Reiz
Reiz (stimulus), Signal oder Information aus der Umwelt (äußerer Reiz) oder aus dem Körper (innerer Reiz), die vom Organismus durch die Sinnesorgane wahrgenommen werden und eine Reaktion im Verhalten oder Erleben auslösen. Unterschieden werden adäquate Reize (Übereinstimmung von Reiz und Sinnesorgan, z.B. Berührung und Rezeptoren der Haut), inadäquate Reize (nicht auf Sinnesorgan ausgerichtet, deshalb Irritationen oder Schmerz) und aversive Reize (wird als unangenehm empfunden und löst Vermeidungsverhalten aus).
In der Sportwissenschaft werden oft „Reiz“ und „Belastung“ synonym verwendet (Reizdauer zu Belastungsdauer, Reizdichte zu Belastungsdichte). Gehen wir aber von der neurobiologischen Definition aus, dann ist unter Reiz die Einwirkung auf eine Sinneszelle zu verstehen. Nun ist aber selbst eine einfache Bewegung (Einzelzyklus) eine Summation verschiedener Reize (Belastung), die der Muskel benötigt, um Arbeit zu verrichten. →Belastungskomponenten, →Reizstufenregel, →Reizsummation, →Belastungskategorien
Training ist „ständiges Reizen“ des Organismus, wobei die Reizschwelle eine maßgebliche Rolle spielt, die durch Umfang, Dauer, Stärke (→Intensität) und Dichte des Reizes bestimmt wird. Signalproteine verarbeiten die Belastungsreize über verschiedene Stufen gesteigerter Proteinsynthese und regen so zu strukturellen Veränderungen (→Adaptation) an. So ist in der Skelettmuskulatur die durch hochintensives Training (HIT) ausgelöste Stoffwechselstörung der Hauptstimulus für deren Anpassung. Im Herz-Kreislauf-System führt hochintensives Training zu hämodynamischem Stress und einer Ablenkung des Ca 2+-Handlings (Reizübertragung in Nervenzellen) als Hauptstimuli für die funktionelle und strukturelle Anpassung von Herz und Gefäßen (Wahl et al. 2022). Jahrzehnte ging man davon aus, dass neuronale Anpassungsprozesse (Neuroplastizität des Gehirns) typisch für die frühkindliche Entwicklungsphase seien, während das Gehirn im Erwachsenenalter „fest verdrahtet“ ist. Neurowissenschaftliche Studien bestätigen inzwischen die Adaptivität des Gehirns, das folglich bis ins hohe Erwachsenenalter durch Lernen und Training formbar und schnell adaptierend ist (Ragert 2017). Es ist auch davon auszugehen, dass das Immunsystem in direkter Abhängigkeit von der Reizstärke, Reizdauer und von der Reizintensität einer sportlichen Belastung reagiert (Buhl & Weber, 2004).

_Lokalisierungsdaten mit einem Punkt pro Instanz_.
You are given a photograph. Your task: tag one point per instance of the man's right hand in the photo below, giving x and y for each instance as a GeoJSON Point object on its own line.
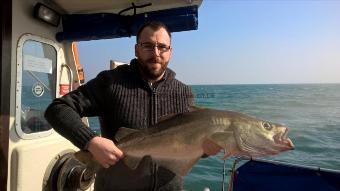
{"type": "Point", "coordinates": [104, 151]}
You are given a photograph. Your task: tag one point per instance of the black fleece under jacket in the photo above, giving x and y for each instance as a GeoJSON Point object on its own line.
{"type": "Point", "coordinates": [120, 98]}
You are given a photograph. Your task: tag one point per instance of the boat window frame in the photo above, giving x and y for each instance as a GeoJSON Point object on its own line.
{"type": "Point", "coordinates": [19, 52]}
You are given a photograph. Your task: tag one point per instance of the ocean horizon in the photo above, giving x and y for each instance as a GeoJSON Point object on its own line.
{"type": "Point", "coordinates": [310, 110]}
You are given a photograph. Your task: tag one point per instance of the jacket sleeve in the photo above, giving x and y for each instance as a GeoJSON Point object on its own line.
{"type": "Point", "coordinates": [65, 113]}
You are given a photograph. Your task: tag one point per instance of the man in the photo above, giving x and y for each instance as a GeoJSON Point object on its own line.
{"type": "Point", "coordinates": [134, 96]}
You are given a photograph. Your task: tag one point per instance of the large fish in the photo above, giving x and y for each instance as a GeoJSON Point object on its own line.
{"type": "Point", "coordinates": [177, 142]}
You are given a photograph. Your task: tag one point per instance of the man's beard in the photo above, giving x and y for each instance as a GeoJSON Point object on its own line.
{"type": "Point", "coordinates": [149, 72]}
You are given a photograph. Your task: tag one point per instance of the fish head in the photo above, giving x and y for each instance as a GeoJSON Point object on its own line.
{"type": "Point", "coordinates": [257, 138]}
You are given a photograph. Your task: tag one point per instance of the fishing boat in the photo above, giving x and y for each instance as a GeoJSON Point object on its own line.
{"type": "Point", "coordinates": [39, 62]}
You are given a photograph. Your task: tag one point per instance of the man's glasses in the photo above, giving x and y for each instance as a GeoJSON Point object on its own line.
{"type": "Point", "coordinates": [148, 46]}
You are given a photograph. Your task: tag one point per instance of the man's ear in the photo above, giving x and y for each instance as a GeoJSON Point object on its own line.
{"type": "Point", "coordinates": [136, 49]}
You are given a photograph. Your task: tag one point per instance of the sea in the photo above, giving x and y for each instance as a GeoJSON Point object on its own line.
{"type": "Point", "coordinates": [311, 111]}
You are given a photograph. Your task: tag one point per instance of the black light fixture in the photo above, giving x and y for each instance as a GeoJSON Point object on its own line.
{"type": "Point", "coordinates": [46, 14]}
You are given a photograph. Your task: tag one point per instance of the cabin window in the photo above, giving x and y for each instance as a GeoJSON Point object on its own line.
{"type": "Point", "coordinates": [36, 86]}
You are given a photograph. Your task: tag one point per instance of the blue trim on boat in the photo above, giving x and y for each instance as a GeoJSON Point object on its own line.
{"type": "Point", "coordinates": [263, 175]}
{"type": "Point", "coordinates": [80, 27]}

_Aufgaben und Übungen_.
1. Wodurch wird die Reizschwelle nach dem Text über den Reiz bestimmt?
2. Prüfen Sie, ob die folgenden Aussagen mit dem Text über den Reiz übereinstimmen, und belegen Sie Ihr Urteil jeweils mit einem genauen Zitat: (a) In der Sportwissenschaft gelten „Reiz“ und „Belastung“ häufig als gleichbedeutend. (b) Aversive Reize lösen Annäherungsverhalten aus. (c) Nach neueren Studien ist das Gehirn im Erwachsenenalter nicht mehr formbar.
3. Schreiben Sie den Text über den Reiz in zwei bis drei Sätzen im Anschluss an seinen letzten Satz weiter.

_Antworten_.
1. Durch Umfang, Dauer, Stärke und Dichte des Reizes.

2.
(a) Ja: „synonym verwendet (Reizdauer zu Belastungsdauer, Reizdichte zu Belastungsdichte)“
(b) Nein: „wird als unangenehm empfunden und löst Vermeidungsverhalten aus“
(c) Nein: „bis ins hohe Erwachsenenalter durch Lernen und Training formbar und schnell adaptierend ist“

3.
„Allein die Dosis macht das Gift“ (abgewandelt nach Paracelsus, schweiz-österr. Arzt 1493-1541)
Beispiel: Bei jugendlichen Schwimmern wurde das Auftreten von Stress während der Anpassung an Trainings– und Wettkampfreize untersucht. Die individuellen Stoffwechselergebnisse der Athleten lagen 50% und die hormonellen Ergebnisse 17% über den Maximalwerten, hauptsächlich nach der Anstrengung (Mihailescu et al. 2021).